** Start of Information supplied **

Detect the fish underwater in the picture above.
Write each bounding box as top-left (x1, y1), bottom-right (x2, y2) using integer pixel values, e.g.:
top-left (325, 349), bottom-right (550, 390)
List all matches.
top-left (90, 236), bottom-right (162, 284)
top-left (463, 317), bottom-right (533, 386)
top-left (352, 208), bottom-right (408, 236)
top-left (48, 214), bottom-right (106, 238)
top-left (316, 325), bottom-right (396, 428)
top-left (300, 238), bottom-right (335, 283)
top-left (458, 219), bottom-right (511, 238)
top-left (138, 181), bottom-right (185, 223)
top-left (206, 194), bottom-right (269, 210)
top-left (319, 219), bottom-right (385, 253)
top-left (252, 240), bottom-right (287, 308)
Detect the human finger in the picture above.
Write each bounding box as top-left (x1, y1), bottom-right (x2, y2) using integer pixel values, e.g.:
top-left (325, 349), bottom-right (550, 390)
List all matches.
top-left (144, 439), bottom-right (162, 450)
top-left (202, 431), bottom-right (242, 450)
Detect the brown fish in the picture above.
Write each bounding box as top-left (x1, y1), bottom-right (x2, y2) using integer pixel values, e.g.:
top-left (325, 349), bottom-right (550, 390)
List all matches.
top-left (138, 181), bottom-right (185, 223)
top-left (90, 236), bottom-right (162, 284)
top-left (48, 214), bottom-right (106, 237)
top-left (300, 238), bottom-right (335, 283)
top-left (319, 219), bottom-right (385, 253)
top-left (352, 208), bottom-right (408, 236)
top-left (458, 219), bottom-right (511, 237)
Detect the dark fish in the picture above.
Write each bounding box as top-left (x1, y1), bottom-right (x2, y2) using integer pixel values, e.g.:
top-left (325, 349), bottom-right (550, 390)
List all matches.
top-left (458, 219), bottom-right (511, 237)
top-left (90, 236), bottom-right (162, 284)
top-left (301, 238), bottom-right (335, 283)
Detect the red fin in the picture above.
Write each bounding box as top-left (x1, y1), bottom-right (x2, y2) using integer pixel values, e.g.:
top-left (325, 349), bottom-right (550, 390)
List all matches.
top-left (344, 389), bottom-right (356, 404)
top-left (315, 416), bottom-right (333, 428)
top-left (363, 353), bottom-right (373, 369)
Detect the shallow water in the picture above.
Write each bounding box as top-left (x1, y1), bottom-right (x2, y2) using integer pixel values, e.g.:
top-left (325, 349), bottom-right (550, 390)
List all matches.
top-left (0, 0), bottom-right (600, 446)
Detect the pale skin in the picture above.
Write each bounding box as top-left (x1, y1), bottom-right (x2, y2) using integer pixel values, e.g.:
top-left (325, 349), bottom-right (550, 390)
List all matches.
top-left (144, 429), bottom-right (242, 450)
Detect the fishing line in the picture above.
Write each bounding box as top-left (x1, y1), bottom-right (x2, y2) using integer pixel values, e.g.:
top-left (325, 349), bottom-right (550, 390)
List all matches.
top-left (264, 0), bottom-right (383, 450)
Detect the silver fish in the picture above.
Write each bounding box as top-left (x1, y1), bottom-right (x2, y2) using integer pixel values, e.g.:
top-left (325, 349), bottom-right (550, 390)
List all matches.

** End of Information supplied **

Instruction
Copy all of the lines above word for word, leaving every character unchanged.

Task solution
Detect the fish underwater in the picture above.
Write each bounding box as top-left (x1, y1), bottom-right (x2, y2) using integer pixel values, e.g.:
top-left (325, 349), bottom-right (550, 390)
List all matches.
top-left (90, 236), bottom-right (162, 284)
top-left (463, 317), bottom-right (533, 386)
top-left (352, 208), bottom-right (408, 236)
top-left (48, 214), bottom-right (106, 238)
top-left (316, 325), bottom-right (396, 428)
top-left (300, 238), bottom-right (335, 283)
top-left (458, 219), bottom-right (511, 238)
top-left (138, 181), bottom-right (185, 223)
top-left (206, 194), bottom-right (269, 210)
top-left (319, 219), bottom-right (385, 253)
top-left (252, 240), bottom-right (287, 308)
Detect the human finger in the picture above.
Write each bounding box as top-left (x1, y1), bottom-right (x2, y2) using integer pixel values, e.g.:
top-left (325, 349), bottom-right (550, 390)
List all matches.
top-left (144, 439), bottom-right (162, 450)
top-left (202, 431), bottom-right (242, 450)
Detect the brown fish in the picture above.
Write each bounding box as top-left (x1, y1), bottom-right (x2, y2) using integer pixel values, e.g.:
top-left (325, 349), bottom-right (550, 390)
List all matches.
top-left (138, 181), bottom-right (185, 223)
top-left (90, 236), bottom-right (162, 284)
top-left (48, 214), bottom-right (106, 237)
top-left (300, 238), bottom-right (335, 283)
top-left (319, 219), bottom-right (385, 253)
top-left (352, 208), bottom-right (408, 236)
top-left (458, 219), bottom-right (511, 237)
Detect the dark fish in the picture above.
Write each bounding box as top-left (x1, y1), bottom-right (x2, y2) using integer pixel values, e.g.:
top-left (325, 349), bottom-right (550, 390)
List all matches.
top-left (458, 219), bottom-right (511, 237)
top-left (90, 236), bottom-right (162, 284)
top-left (301, 238), bottom-right (335, 283)
Detect the red fin in the picture above.
Write each bounding box as top-left (x1, y1), bottom-right (x2, y2) using integer pixel values, e.g.:
top-left (325, 349), bottom-right (550, 390)
List all matches.
top-left (344, 389), bottom-right (356, 404)
top-left (315, 416), bottom-right (333, 428)
top-left (363, 353), bottom-right (373, 369)
Detect the shallow water in the picture above.
Write each bounding box as top-left (x1, y1), bottom-right (x2, y2) using integer pixel values, e.g.:
top-left (325, 349), bottom-right (550, 390)
List all matches.
top-left (0, 0), bottom-right (600, 446)
Detect the pale skin in the picture above.
Write each bounding box as top-left (x1, y1), bottom-right (x2, y2) using integer pixel values, e.g.:
top-left (325, 349), bottom-right (550, 390)
List all matches.
top-left (144, 429), bottom-right (242, 450)
Detect the fishing line in the picture above.
Write each bounding box as top-left (x1, y1), bottom-right (x2, y2) using integer pixel values, e.g.:
top-left (325, 349), bottom-right (550, 390)
List all matches.
top-left (264, 0), bottom-right (383, 450)
Detect the silver fish in the picture above.
Write each bounding box as top-left (x1, y1), bottom-right (x2, y2) using integer pixel values, e.g.:
top-left (325, 349), bottom-right (550, 390)
List all matches.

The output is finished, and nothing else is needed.